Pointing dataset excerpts
##########

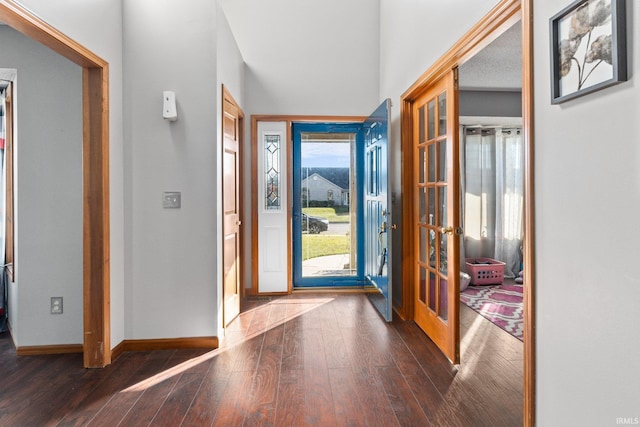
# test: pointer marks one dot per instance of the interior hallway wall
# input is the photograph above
(587, 199)
(48, 197)
(174, 257)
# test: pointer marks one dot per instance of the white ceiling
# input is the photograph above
(498, 66)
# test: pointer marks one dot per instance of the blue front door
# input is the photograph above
(378, 223)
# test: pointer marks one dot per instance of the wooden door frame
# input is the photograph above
(288, 120)
(502, 16)
(227, 97)
(95, 177)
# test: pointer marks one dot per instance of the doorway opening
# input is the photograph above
(498, 20)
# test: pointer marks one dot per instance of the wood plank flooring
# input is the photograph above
(303, 359)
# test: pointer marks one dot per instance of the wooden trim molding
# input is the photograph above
(207, 343)
(95, 122)
(38, 350)
(502, 16)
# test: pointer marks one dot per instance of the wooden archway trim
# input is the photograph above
(95, 171)
(505, 13)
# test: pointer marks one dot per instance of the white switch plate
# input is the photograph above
(171, 199)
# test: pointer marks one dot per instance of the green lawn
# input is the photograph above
(335, 214)
(315, 245)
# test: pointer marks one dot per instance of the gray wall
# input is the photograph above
(173, 288)
(48, 198)
(97, 25)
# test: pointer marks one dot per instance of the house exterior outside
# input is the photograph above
(325, 186)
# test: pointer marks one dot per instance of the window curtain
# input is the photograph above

##########

(DO THIS) Copy out the data above exactly, except the pictures.

(SOLUTION FOR THIS PROBLEM)
# test: pointer marks one dot per instance of the interior hallway wall
# input is the photograph above
(587, 199)
(48, 197)
(174, 257)
# test: pointer marks one dot per instance of the white ceiling
# input is the photograph above
(498, 66)
# test: pointer marks one dot per instance of the blue front door
# input is the photograph above
(378, 223)
# test: pointer marks one dot per instance of the wooden door frame
# input is the photograph above
(288, 120)
(502, 16)
(227, 97)
(95, 177)
# test: pointer marks one dot per instance of the doorway opening
# input is the photograph above
(498, 20)
# test: pointer marks one dot per instance of the wood plank flooring
# input is the photograph above
(303, 359)
# test: pointer marks one dot per instance of the wooden trim molding
# input is the photograph above
(207, 343)
(95, 122)
(38, 350)
(502, 16)
# test: pointer marks one dot per instance of the wooden archway trim
# input is the photograph above
(95, 171)
(505, 13)
# test: pointer marks one dot per instance of the white switch plate
# input is the photograph above
(171, 199)
# test: pointer marks one dot per instance of the green lawn
# input is the photograph above
(335, 214)
(315, 245)
# test: pointer marks one dot per instance of the gray wall
# input is the photograph above
(173, 288)
(48, 198)
(97, 25)
# test: pointer marks one dot per instance of the house exterior outside
# input is the photograph above
(325, 186)
# test: pointer marks one dot per instance of the window curtain
# input is the photograph above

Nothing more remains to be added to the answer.